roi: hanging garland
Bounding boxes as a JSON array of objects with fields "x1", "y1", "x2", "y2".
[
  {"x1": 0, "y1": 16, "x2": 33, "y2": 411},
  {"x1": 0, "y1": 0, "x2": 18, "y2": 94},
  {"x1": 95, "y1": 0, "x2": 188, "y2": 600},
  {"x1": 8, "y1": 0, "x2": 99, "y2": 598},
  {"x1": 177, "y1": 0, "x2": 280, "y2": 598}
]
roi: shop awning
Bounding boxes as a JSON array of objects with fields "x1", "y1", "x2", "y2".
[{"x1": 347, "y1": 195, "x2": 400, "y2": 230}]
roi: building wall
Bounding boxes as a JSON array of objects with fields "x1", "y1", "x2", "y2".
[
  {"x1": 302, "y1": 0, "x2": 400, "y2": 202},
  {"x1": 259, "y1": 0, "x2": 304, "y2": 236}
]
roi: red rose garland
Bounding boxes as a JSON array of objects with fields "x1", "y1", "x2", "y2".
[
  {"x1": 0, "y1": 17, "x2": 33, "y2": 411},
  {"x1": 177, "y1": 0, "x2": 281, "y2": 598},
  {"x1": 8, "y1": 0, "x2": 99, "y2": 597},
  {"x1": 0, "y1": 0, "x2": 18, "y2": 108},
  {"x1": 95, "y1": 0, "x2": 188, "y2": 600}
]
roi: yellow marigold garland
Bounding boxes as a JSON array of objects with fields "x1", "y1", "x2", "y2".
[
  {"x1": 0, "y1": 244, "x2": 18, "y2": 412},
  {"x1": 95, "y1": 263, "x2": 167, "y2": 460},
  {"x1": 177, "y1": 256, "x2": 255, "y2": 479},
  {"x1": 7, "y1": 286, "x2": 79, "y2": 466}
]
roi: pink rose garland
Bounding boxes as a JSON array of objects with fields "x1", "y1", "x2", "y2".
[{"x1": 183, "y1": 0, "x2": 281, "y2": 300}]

++++++++

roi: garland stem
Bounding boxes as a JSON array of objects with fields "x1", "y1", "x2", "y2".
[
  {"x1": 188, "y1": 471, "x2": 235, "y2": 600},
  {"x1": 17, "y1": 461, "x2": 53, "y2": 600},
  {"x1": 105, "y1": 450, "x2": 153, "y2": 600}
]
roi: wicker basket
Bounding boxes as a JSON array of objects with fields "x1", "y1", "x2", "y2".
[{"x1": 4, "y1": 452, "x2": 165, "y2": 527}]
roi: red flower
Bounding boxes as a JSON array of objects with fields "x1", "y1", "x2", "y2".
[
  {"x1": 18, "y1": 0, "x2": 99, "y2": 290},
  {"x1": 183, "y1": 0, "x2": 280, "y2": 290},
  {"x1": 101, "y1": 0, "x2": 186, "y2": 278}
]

++++++++

Exercise directions: Count the lines in the material above that contain the string "rose", treating uppercase and lowercase as different, and reply with that number alone.

Exercise result: 2